_The task_. Copy out every line in the data below that contains the word "story".

(Collected data entries)
☆ ☆ ☆ ☆ ☆ ☆ ☆

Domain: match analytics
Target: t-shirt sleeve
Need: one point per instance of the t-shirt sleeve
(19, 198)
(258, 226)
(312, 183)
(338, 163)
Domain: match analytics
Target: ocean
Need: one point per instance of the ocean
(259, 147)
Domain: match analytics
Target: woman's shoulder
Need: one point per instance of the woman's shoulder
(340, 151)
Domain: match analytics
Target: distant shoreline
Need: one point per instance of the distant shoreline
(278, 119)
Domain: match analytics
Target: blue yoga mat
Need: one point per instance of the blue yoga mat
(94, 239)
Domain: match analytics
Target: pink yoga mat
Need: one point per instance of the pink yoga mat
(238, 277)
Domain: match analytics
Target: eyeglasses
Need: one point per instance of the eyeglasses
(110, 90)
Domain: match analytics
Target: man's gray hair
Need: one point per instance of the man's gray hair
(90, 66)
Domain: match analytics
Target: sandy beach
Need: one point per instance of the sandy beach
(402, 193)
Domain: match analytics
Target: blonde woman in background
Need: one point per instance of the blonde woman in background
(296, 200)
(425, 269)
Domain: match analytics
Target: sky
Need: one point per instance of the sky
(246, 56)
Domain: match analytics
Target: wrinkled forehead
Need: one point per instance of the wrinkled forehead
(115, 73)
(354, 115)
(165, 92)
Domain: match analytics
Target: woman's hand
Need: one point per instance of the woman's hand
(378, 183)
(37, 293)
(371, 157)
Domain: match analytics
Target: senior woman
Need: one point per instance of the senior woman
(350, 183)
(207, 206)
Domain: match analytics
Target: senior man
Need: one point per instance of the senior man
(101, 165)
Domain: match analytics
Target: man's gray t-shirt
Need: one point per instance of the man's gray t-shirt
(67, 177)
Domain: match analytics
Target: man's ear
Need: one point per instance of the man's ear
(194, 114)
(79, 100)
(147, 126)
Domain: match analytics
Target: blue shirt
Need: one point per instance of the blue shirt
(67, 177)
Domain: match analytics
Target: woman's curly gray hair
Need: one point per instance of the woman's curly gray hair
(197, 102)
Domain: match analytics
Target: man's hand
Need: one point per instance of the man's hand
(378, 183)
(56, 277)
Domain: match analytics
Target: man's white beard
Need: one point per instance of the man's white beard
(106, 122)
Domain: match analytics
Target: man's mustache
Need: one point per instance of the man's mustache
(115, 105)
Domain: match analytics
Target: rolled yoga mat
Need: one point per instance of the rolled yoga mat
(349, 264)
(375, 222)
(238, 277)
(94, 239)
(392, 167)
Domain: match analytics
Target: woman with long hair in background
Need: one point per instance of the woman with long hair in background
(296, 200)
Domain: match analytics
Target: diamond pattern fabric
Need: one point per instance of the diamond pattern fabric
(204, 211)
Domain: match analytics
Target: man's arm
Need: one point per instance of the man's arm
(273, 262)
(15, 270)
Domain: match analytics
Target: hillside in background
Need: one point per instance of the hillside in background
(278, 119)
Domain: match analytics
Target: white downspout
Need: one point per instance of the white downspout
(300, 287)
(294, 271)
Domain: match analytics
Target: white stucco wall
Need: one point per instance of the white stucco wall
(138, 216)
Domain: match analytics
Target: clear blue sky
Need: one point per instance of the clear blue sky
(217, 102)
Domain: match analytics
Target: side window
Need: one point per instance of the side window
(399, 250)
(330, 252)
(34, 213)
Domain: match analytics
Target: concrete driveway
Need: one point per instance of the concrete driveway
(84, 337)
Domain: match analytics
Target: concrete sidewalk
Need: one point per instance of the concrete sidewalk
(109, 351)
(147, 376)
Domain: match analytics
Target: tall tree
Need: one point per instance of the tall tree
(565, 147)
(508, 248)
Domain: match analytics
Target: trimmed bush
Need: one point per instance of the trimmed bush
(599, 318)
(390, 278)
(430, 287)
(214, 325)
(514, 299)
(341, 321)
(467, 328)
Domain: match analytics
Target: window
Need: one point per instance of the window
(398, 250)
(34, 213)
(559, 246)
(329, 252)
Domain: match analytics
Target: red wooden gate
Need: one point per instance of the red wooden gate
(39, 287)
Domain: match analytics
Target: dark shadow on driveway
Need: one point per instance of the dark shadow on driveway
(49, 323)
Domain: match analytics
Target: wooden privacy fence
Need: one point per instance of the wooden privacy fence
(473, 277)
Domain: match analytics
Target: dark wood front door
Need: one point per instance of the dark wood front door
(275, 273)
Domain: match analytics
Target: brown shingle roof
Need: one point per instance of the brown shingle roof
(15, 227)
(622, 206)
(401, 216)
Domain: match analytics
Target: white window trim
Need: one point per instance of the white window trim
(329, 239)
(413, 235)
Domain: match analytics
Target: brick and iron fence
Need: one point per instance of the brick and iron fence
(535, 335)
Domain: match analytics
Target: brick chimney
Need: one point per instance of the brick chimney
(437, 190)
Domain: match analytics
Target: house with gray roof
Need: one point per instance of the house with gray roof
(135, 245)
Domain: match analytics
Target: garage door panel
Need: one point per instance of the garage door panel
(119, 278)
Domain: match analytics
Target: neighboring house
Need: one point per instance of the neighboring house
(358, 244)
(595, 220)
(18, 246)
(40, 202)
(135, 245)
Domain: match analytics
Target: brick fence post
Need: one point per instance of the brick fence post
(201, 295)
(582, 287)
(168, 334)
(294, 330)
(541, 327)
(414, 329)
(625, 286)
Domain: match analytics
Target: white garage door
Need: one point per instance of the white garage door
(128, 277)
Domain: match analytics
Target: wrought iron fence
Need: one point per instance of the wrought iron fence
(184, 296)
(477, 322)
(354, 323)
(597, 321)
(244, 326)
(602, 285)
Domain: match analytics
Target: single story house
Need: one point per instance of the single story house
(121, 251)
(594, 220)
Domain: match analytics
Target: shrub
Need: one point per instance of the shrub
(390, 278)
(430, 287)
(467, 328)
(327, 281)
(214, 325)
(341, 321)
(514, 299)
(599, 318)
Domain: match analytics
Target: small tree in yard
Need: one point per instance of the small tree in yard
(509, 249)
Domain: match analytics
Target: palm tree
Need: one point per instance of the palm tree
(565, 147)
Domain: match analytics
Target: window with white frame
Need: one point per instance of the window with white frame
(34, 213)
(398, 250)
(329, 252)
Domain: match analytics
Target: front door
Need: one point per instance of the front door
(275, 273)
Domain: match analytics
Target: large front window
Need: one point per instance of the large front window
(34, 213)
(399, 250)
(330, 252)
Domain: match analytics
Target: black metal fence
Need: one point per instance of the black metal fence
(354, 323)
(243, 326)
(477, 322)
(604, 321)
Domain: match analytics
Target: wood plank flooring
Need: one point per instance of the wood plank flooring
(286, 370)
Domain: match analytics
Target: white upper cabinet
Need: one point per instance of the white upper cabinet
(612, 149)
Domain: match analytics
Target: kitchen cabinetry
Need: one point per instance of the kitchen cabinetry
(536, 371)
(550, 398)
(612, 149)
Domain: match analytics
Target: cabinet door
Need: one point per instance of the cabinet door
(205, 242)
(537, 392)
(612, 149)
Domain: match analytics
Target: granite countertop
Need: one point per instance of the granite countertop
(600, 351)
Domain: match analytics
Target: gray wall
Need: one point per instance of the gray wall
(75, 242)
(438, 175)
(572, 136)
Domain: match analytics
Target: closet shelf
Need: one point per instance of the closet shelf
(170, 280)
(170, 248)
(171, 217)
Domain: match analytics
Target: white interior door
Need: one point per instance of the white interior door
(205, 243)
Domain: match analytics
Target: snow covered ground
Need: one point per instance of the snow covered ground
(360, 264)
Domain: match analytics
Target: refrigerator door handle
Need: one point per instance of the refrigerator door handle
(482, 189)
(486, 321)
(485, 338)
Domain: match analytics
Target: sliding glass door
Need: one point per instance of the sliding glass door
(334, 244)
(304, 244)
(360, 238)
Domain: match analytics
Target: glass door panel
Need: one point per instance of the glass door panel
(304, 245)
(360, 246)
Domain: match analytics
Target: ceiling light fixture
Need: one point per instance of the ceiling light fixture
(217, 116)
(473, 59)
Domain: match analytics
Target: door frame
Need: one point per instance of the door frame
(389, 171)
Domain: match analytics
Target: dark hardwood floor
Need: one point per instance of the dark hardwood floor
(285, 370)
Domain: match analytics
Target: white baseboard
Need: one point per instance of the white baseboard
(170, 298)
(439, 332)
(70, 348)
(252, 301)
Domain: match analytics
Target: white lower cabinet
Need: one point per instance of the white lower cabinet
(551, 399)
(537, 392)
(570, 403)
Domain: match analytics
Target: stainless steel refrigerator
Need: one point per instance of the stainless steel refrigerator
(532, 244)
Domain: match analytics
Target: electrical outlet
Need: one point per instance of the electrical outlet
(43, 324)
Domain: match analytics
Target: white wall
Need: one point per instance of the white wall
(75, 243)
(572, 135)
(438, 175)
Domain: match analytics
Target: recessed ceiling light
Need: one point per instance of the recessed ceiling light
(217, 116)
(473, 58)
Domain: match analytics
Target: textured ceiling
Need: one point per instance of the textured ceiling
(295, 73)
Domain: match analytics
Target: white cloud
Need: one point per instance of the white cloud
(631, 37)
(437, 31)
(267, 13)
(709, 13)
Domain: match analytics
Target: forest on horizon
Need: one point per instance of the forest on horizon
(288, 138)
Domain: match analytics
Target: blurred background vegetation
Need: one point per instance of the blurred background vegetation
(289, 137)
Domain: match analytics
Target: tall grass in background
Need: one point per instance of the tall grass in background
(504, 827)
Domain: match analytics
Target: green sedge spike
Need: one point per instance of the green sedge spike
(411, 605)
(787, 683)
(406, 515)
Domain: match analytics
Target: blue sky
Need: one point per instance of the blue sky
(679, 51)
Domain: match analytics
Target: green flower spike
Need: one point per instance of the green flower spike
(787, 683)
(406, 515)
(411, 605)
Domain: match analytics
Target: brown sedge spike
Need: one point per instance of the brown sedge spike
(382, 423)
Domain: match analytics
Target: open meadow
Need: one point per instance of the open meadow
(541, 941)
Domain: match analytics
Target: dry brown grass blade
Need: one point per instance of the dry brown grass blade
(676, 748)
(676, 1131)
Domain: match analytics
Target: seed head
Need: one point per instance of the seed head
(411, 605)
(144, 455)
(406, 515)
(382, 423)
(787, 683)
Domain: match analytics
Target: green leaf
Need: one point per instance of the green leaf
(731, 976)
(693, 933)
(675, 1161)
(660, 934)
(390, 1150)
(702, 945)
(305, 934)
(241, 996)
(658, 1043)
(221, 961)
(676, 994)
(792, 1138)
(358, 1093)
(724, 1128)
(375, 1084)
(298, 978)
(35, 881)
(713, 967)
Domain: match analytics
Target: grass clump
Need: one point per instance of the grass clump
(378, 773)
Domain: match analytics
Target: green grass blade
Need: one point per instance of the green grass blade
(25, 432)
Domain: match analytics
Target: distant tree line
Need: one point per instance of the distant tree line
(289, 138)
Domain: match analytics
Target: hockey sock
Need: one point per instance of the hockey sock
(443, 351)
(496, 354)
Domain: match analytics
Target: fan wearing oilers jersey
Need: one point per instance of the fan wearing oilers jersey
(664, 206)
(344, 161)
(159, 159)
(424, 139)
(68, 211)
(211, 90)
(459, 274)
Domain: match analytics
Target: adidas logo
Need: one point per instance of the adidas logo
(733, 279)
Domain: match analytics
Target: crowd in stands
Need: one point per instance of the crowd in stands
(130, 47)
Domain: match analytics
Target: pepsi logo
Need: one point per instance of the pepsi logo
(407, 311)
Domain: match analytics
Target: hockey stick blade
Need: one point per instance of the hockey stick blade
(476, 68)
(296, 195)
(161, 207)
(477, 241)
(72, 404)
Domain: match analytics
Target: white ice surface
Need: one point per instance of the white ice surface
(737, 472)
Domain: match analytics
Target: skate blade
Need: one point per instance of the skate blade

☆ ☆ ☆ ☆ ☆ ☆ ☆

_Task result_.
Target: single story house
Need: one point per instance of the single story house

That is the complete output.